◆ TEXTO SELECCIONADO:

>>>

El nombre Ayacucho, que proviene del quechua aya (muerte) y cuchu (esquina), se asocia con la batalla de independencia de 1824. Algunas variables, como su localización geográfica o los días que vivió durante los violentos años ochenta y noventa, han hecho que esta ciudad siga un tanto detenida en el tiempo, por lo cual se conservan muchos oficios tradicionales. Ayacuho es, así, un secreto bien guardado: no solo es un espectacular destino turístico, sino que se trata también de un referente en la artesanía nacional.
Alrededor de su plaza colonial se erigieron 33 iglesias católicas, que representan los años de vida de Jesús. En ellas tiene lugar la famosa Semana Santa Ayacuchana, que se celebra con ceremonias religiosas, procesiones, carreras de caballos de paso, encierro y mucha comida. Y ya que la artesanía va de la mano de la tradición, no podía faltar la presencia de la cerería o ‘arte efímero’ de la mano de Teodomiro Camiña Galindo. “Muy niño empecé haciendo flores de cera y velas. Me enseñó mi papá”, comenta. “Lo que sé lo he enseñado a mis 4 hijos y a 12 nietos”.
Pero Ayacucho se caracteriza de manera especial por la tradición del bordado. En especial, el barrio Santa Ana es sede para maestros tejedores, quienes trabajan en negocios familiares. Es el caso del clan Oncebay, que lo hace desde 1870. En los talleres textiles hay generalmente una pequeña tienda o galería abierta al público, así como un jardín interior donde hay plantas aborígenes tintóreas como el nogal, la cochinilla y el molle, entre otras. Ya quedan muy pocos grupos dedicados a las frazadas ayacuchanas, pues casi todos trabajan en los telares murales decorativos –principalmente réplicas de textiles preincas wari, paracas, nazca y chancay–. Las fibras que utilizan son algodón, alpaca, llama y oveja. Desde la década sesenta, los artesanos se han preocupado por rescatar los tejidos tradicionales con sus colores y motivos. Sobresalen los patos, los zigzags, las franjas y, particularmente, la paleta de color negro, marrón, beige, blanco y gris.
En los ochenta y noventa, se elaboraban tapices testimoniales: jóvenes mujeres con trenzas, otras migrando de la sierra hacia la capital, así como máscaras, queriendo dar la espalda a la violencia. En esa época, la familia Oncebay se dedicó a entender y recrear técnicas desaparecidas, para que los originales –antiguos– no fueran vendidos y se pudieran conservar en los museos o colecciones particulares.
El maestro Alfonso Sulca confirma su compromiso de seguir tejiendo para continuar fortaleciendo la riqueza cultural del pueblo. Además, este esfuerzo crea cada vez más nuevos puestos de trabajo, sin costo alguno para el gobierno. Genera divisas y convierte al visitante o comprador en un difusor de la cultura local.

<<<

◆ REGISTROS DE DATOS:
>>>

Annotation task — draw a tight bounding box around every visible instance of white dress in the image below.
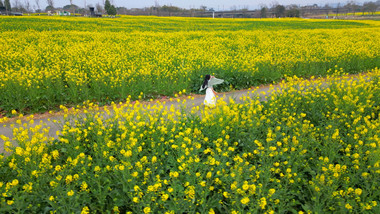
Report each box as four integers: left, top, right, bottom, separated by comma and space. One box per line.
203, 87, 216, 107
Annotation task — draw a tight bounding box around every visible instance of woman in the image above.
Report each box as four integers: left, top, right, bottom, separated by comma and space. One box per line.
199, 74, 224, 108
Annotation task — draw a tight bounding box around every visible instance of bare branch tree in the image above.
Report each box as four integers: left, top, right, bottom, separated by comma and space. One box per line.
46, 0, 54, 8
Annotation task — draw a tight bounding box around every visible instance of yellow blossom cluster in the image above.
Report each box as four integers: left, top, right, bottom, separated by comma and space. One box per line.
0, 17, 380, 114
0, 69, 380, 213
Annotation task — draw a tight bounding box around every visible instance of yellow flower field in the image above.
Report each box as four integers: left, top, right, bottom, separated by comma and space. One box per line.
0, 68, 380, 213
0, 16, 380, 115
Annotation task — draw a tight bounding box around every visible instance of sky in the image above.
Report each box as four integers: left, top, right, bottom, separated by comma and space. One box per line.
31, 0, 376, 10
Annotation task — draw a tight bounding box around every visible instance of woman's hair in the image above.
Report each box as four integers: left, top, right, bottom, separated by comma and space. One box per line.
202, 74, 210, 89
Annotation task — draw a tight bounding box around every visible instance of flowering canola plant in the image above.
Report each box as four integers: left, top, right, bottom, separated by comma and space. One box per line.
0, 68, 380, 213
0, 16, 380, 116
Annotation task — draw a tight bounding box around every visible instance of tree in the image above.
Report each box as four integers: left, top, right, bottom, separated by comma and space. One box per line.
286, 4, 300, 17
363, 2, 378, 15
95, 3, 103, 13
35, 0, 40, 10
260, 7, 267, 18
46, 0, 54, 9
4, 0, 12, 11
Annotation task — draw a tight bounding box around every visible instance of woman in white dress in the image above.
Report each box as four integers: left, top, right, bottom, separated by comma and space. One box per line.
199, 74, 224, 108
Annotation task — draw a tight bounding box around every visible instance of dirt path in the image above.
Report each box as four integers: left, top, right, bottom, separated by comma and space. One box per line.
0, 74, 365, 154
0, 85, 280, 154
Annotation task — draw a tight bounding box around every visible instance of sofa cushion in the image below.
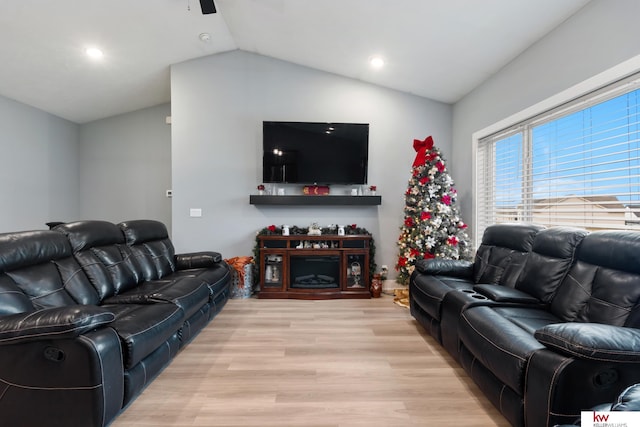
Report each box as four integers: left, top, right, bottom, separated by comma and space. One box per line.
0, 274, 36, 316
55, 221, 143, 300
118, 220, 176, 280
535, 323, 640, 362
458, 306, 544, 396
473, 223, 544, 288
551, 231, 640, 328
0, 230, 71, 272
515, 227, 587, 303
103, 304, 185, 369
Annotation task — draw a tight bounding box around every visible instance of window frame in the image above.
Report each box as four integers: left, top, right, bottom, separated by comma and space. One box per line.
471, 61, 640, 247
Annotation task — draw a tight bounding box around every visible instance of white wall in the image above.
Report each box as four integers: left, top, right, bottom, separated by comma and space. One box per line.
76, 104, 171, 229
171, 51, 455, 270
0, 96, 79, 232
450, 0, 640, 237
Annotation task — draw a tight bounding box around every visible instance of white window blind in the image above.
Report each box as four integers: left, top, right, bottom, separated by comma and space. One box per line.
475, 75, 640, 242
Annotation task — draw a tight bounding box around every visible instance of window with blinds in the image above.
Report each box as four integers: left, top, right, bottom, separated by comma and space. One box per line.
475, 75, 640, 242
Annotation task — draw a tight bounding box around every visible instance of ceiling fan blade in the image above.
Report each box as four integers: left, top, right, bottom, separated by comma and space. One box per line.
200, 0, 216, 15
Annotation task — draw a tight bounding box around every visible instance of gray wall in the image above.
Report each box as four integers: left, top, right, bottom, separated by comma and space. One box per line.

<<<

◆ REQUISITOS DE TAREAS:
1/ Según el texto sobre Ayacucho, ¿desde qué año se dedica al tejido el clan Oncebay?
2/ Resume en dos oraciones el texto sobre Ayacucho.
3/ Extrae literalmente del texto sobre Ayacucho el fragmento que va desde "El nombre Ayacucho, que" hasta "la artesanía nacional.".

◆ RESPUESTAS POR NÚMERO:
1/ Desde 1870.

2/ Ayacucho es un destino turístico y un referente de la artesanía nacional que conserva muchos oficios tradicionales. Sus 33 iglesias acogen la Semana Santa Ayacuchana, y la ciudad se distingue sobre todo por el bordado, que familias como los Oncebay trabajan en talleres, donde rescatan técnicas, colores y motivos tradicionales, una labor que además genera empleo y divisas y difunde la cultura local.

3/
El nombre Ayacucho, que proviene del quechua aya (muerte) y cuchu (esquina), se asocia con la batalla de independencia de 1824. Algunas variables, como su localización geográfica o los días que vivió durante los violentos años ochenta y noventa, han hecho que esta ciudad siga un tanto detenida en el tiempo, por lo cual se conservan muchos oficios tradicionales. Ayacuho es, así, un secreto bien guardado: no solo es un espectacular destino turístico, sino que se trata también de un referente en la artesanía nacional.